• **Extract**
"""

The Ivy Shearling Car Coat. Sawyer of Napa for LL Bean circa 1969.

The Shearling Coat.

Where do we begin with this?

The shearling or sheepskin coat has a checkered history on the Anglo side of the pond. A post war staple worn by the Chelsea set in their Austin Healeys with suede chukkas and a windowpane check viyella shirt (also worn by the girls – think Maggie Smith in the classic Seth Holt British noir Nowhere To Go – capri pants and desert boots in 1958) and a similar place in American style lore, adapted to the collegiate Ivy look. Then, later in Britain, a very much downmarket image of skinheads and market traders with a wheezing old Jaguar XJ6. Del Boy Trotter and Arthur Daley.

James Fox in The Servant (Factoid: Another John Rushton connection - Asst Editor on this Losey movie)

Meanwhile, year in and year out, northern Italians resorted to their shearling ‘nappa’ coats every autumn and winter along with the ubiquitous ‘tipo Clarks’ suede desert boots. Never out of fashion.

Ryan O'Neal aka Rodney Harrington & Ali McGraw in Love Story 1970

For a long time I’ve wanted a classic shearling but always held back due to the local connotations. Last winter I spent a good deal of time trawling eBay for the better English makes, Morlands, Antartex etc, but either the examples were well worn or else bid really high as they gradually crept back into hipster fashion.

The other limitation was the cut. It has to be the right one. IMHO, no turned fluffy cuffs or peeking shearling at the seams, no dark wool or double breasted front – instead a simple handwarmer pocket and three football buttons. This American take on the single breasted shearling harks back to the western days and you’ll find them listed as ‘barn coats’ or ‘marlboro man’ jackets by some eBay sellers. Think James Stewart carrying a Winchester 73 on a snowy Montana trail…

A few weeks back I was trawling US eBay on a Sunday afternoon as usual and came across an LL Bean shearling coat from the late 1960s. Apart from some ink marks it looked pretty good condition and was only $99.00 BIN (here the better brands can sell for a lot more), so I hit the button. Despite being caught by customs and their usual thieving (20% VAT on £99 and not $99!) the jacket that arrived exceeded expectations. The colour was better than the flash photos had shown and the jacket was in fine condition. A few minutes with the Meltonian Suede Eraser and the small ink marks on the sleeve were reduced by 90%.

"""

• **Request**
Copy the passage of the shearling coat text between "Where do we" and "and Arthur Daley.", inclusive, word for word. The listing that comes next plays no part here.

• **Records supplied**

"""

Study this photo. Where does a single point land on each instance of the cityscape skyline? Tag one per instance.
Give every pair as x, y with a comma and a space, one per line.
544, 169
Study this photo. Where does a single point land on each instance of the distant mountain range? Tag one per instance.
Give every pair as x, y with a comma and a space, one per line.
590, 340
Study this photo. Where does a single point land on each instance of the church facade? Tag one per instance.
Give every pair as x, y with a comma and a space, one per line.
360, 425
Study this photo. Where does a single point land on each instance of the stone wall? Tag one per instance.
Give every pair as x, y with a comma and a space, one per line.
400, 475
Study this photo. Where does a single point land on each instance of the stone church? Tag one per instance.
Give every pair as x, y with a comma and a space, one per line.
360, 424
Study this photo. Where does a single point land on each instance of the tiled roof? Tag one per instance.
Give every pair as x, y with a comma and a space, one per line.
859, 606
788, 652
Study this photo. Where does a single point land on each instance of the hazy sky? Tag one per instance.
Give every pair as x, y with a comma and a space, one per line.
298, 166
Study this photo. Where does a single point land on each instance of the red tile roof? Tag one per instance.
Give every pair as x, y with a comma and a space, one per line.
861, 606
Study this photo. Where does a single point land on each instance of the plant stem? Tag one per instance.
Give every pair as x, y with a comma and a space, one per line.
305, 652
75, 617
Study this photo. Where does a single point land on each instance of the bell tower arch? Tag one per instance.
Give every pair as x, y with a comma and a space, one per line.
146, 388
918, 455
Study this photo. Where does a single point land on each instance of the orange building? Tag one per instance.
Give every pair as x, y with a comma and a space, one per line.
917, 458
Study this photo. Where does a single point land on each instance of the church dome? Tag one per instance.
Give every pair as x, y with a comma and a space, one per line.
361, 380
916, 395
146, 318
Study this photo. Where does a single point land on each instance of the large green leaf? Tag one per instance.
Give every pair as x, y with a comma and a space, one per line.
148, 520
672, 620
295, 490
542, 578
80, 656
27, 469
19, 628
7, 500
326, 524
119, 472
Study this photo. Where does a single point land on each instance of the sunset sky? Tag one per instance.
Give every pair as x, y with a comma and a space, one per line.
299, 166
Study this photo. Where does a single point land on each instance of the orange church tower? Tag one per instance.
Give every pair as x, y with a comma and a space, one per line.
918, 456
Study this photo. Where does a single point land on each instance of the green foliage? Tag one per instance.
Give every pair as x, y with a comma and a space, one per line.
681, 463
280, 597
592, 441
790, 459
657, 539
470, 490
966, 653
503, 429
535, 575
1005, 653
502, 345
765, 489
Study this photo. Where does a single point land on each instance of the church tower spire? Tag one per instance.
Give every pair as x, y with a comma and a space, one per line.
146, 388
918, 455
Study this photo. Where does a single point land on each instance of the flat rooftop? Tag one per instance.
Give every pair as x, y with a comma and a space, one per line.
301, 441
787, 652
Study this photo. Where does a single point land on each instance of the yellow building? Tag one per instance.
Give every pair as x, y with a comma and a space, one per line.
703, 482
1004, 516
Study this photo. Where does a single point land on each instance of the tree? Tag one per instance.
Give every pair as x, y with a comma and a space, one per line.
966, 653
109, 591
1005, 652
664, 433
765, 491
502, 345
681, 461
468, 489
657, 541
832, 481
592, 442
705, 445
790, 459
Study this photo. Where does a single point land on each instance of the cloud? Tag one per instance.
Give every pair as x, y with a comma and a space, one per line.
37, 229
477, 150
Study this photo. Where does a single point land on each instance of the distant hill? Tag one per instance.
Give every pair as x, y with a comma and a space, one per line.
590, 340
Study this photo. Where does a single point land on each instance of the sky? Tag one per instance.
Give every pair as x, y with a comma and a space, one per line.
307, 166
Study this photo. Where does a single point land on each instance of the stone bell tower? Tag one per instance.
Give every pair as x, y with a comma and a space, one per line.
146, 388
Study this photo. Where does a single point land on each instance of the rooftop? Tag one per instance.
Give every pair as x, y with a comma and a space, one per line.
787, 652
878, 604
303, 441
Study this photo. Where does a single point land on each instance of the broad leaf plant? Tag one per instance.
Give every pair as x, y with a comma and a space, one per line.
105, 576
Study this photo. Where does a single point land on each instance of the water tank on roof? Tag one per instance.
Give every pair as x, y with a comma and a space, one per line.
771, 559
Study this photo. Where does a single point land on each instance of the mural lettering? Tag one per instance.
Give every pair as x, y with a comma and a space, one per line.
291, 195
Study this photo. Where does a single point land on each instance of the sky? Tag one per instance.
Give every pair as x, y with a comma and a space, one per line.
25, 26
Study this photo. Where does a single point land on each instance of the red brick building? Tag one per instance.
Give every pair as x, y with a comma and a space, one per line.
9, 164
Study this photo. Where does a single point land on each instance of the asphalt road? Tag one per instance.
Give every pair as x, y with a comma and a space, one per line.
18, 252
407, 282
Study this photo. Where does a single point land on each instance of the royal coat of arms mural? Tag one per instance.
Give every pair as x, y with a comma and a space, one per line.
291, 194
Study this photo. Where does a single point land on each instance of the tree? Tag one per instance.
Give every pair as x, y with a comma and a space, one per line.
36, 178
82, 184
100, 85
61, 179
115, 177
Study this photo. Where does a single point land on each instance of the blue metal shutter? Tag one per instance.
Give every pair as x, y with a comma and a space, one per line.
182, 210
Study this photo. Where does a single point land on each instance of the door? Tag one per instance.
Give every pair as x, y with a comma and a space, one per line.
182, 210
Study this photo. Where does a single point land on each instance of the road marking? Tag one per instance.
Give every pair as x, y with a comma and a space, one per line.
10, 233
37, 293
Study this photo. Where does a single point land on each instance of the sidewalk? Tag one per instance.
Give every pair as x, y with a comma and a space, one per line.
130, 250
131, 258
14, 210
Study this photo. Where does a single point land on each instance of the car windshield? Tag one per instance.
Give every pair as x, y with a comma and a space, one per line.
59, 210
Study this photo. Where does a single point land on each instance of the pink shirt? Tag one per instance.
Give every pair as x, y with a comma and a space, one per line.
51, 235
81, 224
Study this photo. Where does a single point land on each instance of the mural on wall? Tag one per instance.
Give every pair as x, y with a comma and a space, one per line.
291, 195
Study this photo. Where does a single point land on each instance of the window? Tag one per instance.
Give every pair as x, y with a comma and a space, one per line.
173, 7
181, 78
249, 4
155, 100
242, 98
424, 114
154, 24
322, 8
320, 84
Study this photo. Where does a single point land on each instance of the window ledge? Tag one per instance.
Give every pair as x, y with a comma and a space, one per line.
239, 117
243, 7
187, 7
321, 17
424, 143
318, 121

"""

• **Answer for the task**
Where do we begin with this?

The shearling or sheepskin coat has a checkered history on the Anglo side of the pond. A post war staple worn by the Chelsea set in their Austin Healeys with suede chukkas and a windowpane check viyella shirt (also worn by the girls – think Maggie Smith in the classic Seth Holt British noir Nowhere To Go – capri pants and desert boots in 1958) and a similar place in American style lore, adapted to the collegiate Ivy look. Then, later in Britain, a very much downmarket image of skinheads and market traders with a wheezing old Jaguar XJ6. Del Boy Trotter and Arthur Daley.